Problem set =
• 1. From the article on African gambling taxes, copy the passage between "April 26, 2022" and "duty on gambling.", inclusive.
• 2. According to the article on African gambling taxes, what excise duty rate does Kenya's Finance Bill 2022 propose for betting or gambling wagers?
• 3. Pick up the article on African gambling taxes where it stops and continue it.

Selected text =
☆ ☆ ☆
Kenya, Ghana, Uganda Attempting To Increase Gambling Tax Take

April 26, 2022
As governments across Africa seek to recover from the financial impact of COVID-19 restrictions, gambling finds itself in the crosshairs of several budget and financial proposals.


As governments across Africa seek to recover from the financial impact of COVID-19 restrictions, gambling finds itself in the crosshairs of several budget and financial proposals.

Other countries such as Ghana and Uganda are also modernising their systems to collect tax to address leaks and increase government revenue.


Perhaps the most notable proposed changes are in Kenya, where the Finance Bill 2022 was introduced just days after the budget proposal for the 2022-23 financial year was released at the start of April 2022 and includes an increase to the controversial excise duty on gambling.

The Finance Bill proposes increasing the excise duty from 7.5 percent to 20 percent for betting or gambling wagers, as well as for prize competitions and lotteries, with the exception of charitable lotteries.
☆ ☆ ☆
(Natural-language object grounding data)
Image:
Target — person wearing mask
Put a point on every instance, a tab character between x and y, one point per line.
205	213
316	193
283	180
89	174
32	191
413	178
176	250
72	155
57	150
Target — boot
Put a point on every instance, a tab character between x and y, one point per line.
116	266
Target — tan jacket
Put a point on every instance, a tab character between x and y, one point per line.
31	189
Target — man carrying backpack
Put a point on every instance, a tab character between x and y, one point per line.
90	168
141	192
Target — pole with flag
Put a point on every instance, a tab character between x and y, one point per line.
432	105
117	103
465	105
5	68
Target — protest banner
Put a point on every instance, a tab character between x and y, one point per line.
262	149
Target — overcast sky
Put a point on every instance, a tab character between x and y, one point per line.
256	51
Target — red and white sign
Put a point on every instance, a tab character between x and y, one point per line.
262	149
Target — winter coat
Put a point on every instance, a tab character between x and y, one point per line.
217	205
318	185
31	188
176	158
☆ ☆ ☆
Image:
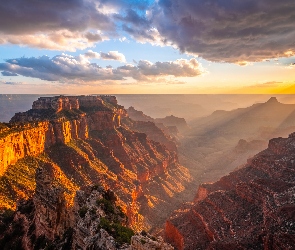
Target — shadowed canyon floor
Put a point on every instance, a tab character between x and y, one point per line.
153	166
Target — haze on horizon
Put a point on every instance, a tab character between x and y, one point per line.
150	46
☆ ☆ ☆
Your written answers =
• 1.
April 26, 2022
As governments across Africa seek to recover from the financial impact of COVID-19 restrictions, gambling finds itself in the crosshairs of several budget and financial proposals.


As governments across Africa seek to recover from the financial impact of COVID-19 restrictions, gambling finds itself in the crosshairs of several budget and financial proposals.

Other countries such as Ghana and Uganda are also modernising their systems to collect tax to address leaks and increase government revenue.


Perhaps the most notable proposed changes are in Kenya, where the Finance Bill 2022 was introduced just days after the budget proposal for the 2022-23 financial year was released at the start of April 2022 and includes an increase to the controversial excise duty on gambling.

• 2. 20 percent, up from 7.5 percent.

• 3.
Changes to the gambling excise duty are proposed to be effective from July 1, 2022.

KPMG, which in the past warned that the excise duty along with other tax burdens would be the nail in the industry’s coffin, said in its assessment of the Finance Bill that the latest proposal of a “substantial increase” in the excise duty rates has been forced on the government as it looks to “bridge the revenue gap”.

Ukur Yatani, the Cabinet secretary of the National Treasury and Planning Ministry, responsible for the proposed budget for the 2022-23 financial year, has long supported the controversial excise duty.

Yatani also wants to introduce a new 15 percent fee for all gambling advertisements charged by all television stations, print media, billboards and radio stations for advertisements.


By contrast, some nations in Africa are attempting to encourage increased economic activity by reducing or changing taxes.

Malawi’s 2022-23 state budget was delivered on February 18, 2022 and approved by parliament in March. Under a raft of new income tax measures, the Treasury announced it would reduce the withholding tax on gaming and gambling winnings from 20 percent to 5 percent.

In the budget statement, Sosten Gwengwe, the minister of finance and economic affairs, said the change was made following his ministry receiving requests from both the Malawi Gaming Board and operators for a review of the taxation regime of the sector, in particular how withholding tax is applied on the winnings.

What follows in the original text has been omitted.